▶ **INSTRUCTIONS TO FOLLOW**
Taking the line with "Query: bokeh light" as the start, reproduce every line until the records end, exactly and with nothing added.

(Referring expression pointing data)
════
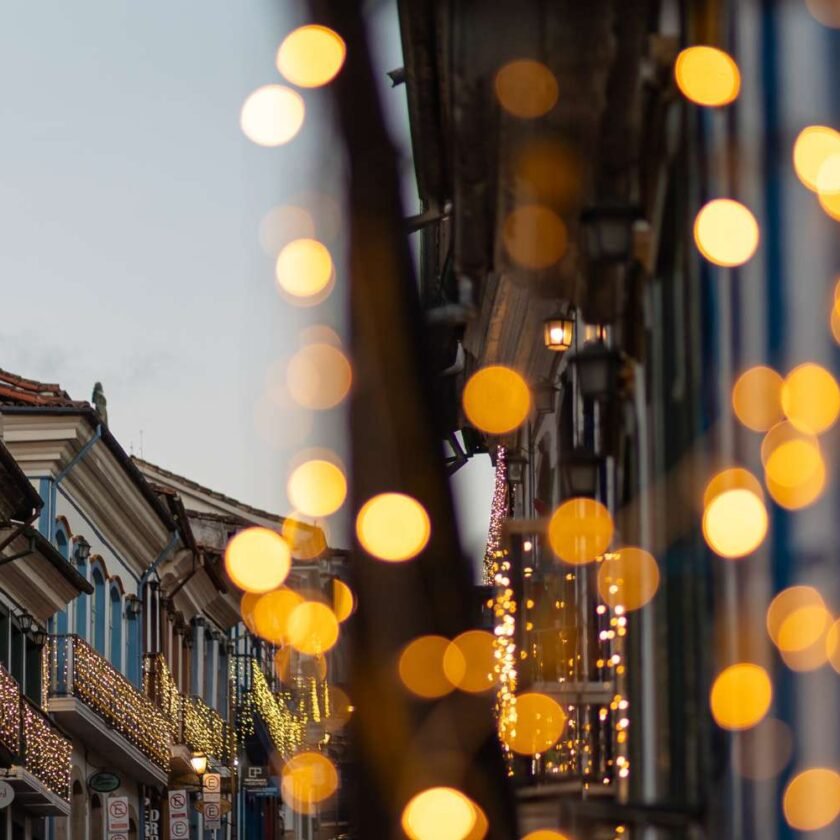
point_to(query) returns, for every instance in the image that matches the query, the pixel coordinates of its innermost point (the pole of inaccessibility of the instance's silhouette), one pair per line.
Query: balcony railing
(77, 670)
(35, 744)
(190, 720)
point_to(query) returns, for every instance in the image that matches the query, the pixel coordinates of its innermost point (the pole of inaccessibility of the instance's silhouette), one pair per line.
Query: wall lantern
(516, 463)
(597, 367)
(199, 763)
(558, 334)
(82, 550)
(608, 229)
(25, 621)
(580, 469)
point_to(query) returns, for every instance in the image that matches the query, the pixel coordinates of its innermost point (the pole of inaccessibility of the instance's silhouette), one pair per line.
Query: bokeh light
(311, 56)
(726, 232)
(812, 799)
(421, 667)
(343, 600)
(257, 559)
(272, 115)
(707, 76)
(628, 578)
(307, 778)
(312, 628)
(756, 398)
(271, 614)
(393, 527)
(539, 723)
(534, 236)
(526, 89)
(811, 398)
(741, 695)
(580, 530)
(317, 488)
(319, 376)
(304, 270)
(469, 661)
(439, 813)
(734, 517)
(496, 399)
(763, 751)
(814, 145)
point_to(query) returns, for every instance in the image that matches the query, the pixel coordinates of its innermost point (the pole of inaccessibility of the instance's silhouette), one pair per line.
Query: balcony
(190, 720)
(37, 752)
(95, 702)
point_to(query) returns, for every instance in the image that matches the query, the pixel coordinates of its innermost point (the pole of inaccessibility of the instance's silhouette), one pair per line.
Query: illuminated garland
(99, 685)
(498, 514)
════
▶ **EXERCISE ANSWER**
Query: bokeh light
(311, 56)
(726, 232)
(812, 799)
(421, 667)
(343, 600)
(257, 559)
(272, 115)
(707, 76)
(628, 578)
(307, 778)
(312, 628)
(756, 398)
(271, 614)
(393, 527)
(539, 723)
(534, 236)
(526, 89)
(811, 398)
(741, 695)
(580, 530)
(317, 488)
(319, 376)
(304, 270)
(469, 661)
(439, 813)
(734, 517)
(496, 399)
(763, 751)
(814, 145)
point_to(query) returns, for every instance in the image that matches the query, the pixel coordinates of its innermost point (the pole of inaccessibility of the instance's silhouette), one pair per line.
Query: balcony
(190, 720)
(37, 752)
(95, 702)
point_to(query) returns, for every instance in the image that matches the query, the pixel coordinates of its innermost point (the pole of inaccessibility of the instance's silhouette), one pair per line.
Query: illuminated garland
(99, 685)
(498, 514)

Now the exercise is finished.